Reading passage:
──────
Thursday, May 28, 2009

On my needles


Here's what I'm knitting now. Two feet done of a table runner, about 15 inches wide in Fiesta La Boeheme Carribean colorway. This is a mohair and rayon boucle double strand dyed together. The stitch is from Harmony Guides: Knit and Purl called Wave.

Monday, May 25, 2009

How well do you know me?

Facebook has a lot of these questionnaires popping up now. We who are addicted to Facebook take a lot of quizzes and post the results. For instance, the classic movie star whom I am most like is Katharine Hepburn. Well, who wouldn't want to be like her? I can list my favorite movies (difficult since I don't watch movies much), my heroes, and I can compare these choices with other friends' choices. I can compete in games on Facebook.

Still, "How well do you know sharecropper?" seems a bit presumptuous to me...more than a bit egocentric. But, then, Facebook is egocentric in its concept. Why would I think that others might be interested in what I'm doing at any given moment. The cartoon showing Roland Hedley who uses Twitter to communicate everything is how I once felt about Facebook. And, I can't imagine using Twitter.

How well do my blogger friends know me? I'm tempted to insert a quiz right here, but, unless you have met me personally, you know only what I want you to know and what I let slip or what you can surmise.
──────
Reproduce word for word the portion of the blog entries between "Here's what I'm" and "Purl called Wave.", inclusive.
──────
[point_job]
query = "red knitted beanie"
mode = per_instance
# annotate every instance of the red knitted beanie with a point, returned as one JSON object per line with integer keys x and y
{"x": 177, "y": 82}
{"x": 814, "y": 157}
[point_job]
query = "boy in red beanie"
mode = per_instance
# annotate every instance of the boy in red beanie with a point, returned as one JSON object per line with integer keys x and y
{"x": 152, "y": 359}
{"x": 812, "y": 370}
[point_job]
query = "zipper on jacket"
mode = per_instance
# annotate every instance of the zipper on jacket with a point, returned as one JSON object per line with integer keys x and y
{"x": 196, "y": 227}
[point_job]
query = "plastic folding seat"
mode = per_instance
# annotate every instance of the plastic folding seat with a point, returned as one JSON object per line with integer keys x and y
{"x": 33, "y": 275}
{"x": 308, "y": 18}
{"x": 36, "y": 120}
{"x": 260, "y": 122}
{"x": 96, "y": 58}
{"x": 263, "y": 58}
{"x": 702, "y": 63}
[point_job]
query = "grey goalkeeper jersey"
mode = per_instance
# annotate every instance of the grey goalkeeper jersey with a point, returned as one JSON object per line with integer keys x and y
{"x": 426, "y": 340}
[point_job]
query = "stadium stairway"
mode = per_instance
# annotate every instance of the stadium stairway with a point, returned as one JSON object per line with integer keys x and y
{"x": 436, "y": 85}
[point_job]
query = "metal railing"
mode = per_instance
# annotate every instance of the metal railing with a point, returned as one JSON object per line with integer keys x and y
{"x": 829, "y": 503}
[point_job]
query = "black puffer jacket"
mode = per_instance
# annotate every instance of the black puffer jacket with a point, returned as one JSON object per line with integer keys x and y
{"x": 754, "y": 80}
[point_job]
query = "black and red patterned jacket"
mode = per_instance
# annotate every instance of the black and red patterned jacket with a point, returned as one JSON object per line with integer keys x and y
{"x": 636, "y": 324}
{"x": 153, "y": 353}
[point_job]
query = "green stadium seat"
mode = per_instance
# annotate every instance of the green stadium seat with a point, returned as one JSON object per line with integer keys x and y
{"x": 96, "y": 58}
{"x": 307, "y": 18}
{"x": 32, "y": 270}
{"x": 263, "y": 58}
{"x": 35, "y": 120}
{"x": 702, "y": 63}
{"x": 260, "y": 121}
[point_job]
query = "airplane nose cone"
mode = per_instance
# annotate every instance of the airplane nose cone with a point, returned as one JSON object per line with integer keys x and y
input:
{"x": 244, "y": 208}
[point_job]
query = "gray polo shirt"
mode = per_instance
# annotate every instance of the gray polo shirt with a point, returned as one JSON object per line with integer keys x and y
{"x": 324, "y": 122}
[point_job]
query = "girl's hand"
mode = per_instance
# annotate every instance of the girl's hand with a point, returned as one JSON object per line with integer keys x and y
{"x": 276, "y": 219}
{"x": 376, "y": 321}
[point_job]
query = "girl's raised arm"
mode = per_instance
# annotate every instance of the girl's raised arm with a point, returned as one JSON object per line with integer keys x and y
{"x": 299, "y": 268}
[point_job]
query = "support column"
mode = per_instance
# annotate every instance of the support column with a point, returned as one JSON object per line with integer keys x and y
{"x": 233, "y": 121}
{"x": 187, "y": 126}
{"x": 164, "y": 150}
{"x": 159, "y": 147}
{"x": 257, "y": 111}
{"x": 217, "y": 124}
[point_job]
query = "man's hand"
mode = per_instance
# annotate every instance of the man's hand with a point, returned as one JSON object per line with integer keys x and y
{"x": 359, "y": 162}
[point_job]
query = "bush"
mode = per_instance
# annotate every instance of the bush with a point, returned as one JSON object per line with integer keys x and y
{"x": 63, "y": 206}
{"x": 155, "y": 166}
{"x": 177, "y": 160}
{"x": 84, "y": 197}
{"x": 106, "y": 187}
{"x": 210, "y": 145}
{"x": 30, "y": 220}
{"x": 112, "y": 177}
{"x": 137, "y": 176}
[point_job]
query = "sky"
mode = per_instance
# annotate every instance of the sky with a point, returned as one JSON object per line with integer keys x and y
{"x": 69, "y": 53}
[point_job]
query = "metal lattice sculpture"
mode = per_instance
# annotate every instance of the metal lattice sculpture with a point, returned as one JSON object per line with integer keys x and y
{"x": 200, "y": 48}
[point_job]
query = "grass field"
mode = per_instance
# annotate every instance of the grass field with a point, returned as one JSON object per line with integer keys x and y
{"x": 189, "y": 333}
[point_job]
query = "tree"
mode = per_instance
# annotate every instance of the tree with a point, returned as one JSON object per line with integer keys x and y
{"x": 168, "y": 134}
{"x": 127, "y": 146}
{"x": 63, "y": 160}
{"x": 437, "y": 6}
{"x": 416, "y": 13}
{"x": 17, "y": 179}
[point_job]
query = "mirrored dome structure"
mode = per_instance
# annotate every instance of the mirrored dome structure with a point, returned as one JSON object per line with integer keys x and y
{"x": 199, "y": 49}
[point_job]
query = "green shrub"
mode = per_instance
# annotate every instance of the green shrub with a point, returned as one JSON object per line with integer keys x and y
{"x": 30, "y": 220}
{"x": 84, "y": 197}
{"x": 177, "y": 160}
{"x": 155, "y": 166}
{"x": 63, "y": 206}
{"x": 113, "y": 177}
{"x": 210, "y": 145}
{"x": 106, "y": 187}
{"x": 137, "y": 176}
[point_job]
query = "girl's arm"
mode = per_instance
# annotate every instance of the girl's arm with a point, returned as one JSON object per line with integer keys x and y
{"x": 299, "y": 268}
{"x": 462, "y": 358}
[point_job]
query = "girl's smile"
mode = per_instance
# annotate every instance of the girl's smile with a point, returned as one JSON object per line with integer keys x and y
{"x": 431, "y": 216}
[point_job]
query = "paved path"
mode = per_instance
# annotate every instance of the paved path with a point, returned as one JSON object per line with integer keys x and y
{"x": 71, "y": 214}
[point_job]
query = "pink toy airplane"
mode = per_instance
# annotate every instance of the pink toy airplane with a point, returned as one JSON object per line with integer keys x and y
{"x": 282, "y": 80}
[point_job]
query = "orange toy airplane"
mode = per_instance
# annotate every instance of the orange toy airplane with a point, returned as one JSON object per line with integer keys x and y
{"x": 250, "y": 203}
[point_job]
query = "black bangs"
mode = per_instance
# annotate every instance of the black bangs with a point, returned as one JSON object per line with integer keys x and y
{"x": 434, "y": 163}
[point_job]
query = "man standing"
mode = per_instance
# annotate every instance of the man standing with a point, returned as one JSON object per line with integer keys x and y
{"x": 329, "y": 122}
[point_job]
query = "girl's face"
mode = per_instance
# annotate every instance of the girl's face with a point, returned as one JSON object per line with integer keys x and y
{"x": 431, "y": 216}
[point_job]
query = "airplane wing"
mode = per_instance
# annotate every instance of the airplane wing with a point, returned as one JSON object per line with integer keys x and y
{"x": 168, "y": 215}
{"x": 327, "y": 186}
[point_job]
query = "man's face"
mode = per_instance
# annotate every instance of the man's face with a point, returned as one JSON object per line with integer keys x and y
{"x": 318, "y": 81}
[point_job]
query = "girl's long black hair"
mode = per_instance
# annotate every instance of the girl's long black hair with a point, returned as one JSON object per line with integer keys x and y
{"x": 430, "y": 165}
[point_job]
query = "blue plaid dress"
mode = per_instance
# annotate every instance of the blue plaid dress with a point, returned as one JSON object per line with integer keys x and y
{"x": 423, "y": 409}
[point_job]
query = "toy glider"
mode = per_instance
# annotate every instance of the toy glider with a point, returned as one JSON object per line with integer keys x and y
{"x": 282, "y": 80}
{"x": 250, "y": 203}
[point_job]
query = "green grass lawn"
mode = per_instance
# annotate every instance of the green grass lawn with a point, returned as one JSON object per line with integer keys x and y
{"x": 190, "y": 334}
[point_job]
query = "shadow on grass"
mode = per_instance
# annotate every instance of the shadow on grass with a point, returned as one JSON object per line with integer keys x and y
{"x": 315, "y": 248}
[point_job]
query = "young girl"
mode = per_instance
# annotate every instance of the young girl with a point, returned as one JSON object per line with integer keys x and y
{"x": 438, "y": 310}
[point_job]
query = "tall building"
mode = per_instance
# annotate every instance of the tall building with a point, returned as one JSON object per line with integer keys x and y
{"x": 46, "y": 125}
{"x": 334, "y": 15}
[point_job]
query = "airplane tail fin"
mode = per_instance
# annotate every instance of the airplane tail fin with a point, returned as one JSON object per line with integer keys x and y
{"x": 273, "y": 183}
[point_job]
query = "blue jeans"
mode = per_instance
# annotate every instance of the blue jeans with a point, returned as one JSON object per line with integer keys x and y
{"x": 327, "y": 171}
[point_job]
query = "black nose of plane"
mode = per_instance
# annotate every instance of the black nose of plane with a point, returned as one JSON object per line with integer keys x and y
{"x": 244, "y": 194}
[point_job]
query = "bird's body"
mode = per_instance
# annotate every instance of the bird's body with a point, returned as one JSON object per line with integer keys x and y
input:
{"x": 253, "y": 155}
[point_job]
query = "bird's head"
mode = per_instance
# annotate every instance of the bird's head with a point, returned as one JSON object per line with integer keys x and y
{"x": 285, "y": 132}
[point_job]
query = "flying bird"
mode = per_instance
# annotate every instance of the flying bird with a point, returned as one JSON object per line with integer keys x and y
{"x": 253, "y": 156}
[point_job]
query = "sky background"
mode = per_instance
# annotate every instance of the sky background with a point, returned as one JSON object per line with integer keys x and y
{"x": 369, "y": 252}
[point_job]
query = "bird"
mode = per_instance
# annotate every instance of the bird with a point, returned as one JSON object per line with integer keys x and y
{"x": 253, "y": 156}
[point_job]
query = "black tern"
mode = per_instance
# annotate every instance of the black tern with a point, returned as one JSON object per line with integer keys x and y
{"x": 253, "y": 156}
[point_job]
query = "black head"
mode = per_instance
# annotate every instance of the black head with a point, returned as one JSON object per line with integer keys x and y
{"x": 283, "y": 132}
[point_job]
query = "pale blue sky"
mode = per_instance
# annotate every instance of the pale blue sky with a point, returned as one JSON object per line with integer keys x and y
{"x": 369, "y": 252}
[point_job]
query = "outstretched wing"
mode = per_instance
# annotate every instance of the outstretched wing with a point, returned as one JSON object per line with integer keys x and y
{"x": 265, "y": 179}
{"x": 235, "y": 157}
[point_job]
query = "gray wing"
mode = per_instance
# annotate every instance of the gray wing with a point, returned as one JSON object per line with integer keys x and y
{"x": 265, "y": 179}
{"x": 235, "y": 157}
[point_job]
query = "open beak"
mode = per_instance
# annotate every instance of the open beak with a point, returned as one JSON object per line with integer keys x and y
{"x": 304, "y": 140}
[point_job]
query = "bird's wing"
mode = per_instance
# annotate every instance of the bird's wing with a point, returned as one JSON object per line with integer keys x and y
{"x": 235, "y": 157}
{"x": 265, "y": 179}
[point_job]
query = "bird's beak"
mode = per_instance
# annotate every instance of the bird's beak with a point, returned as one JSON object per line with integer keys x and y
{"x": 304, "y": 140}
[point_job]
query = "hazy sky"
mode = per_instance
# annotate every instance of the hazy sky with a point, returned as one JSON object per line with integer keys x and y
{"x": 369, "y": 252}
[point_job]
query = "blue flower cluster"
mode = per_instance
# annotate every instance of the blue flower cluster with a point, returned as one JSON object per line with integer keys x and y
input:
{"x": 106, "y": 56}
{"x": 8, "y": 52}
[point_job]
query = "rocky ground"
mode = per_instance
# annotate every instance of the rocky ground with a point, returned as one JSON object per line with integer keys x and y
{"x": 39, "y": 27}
──────
Solution to the problem:
Here's what I'm knitting now. Two feet done of a table runner, about 15 inches wide in Fiesta La Boeheme Carribean colorway. This is a mohair and rayon boucle double strand dyed together. The stitch is from Harmony Guides: Knit and Purl called Wave.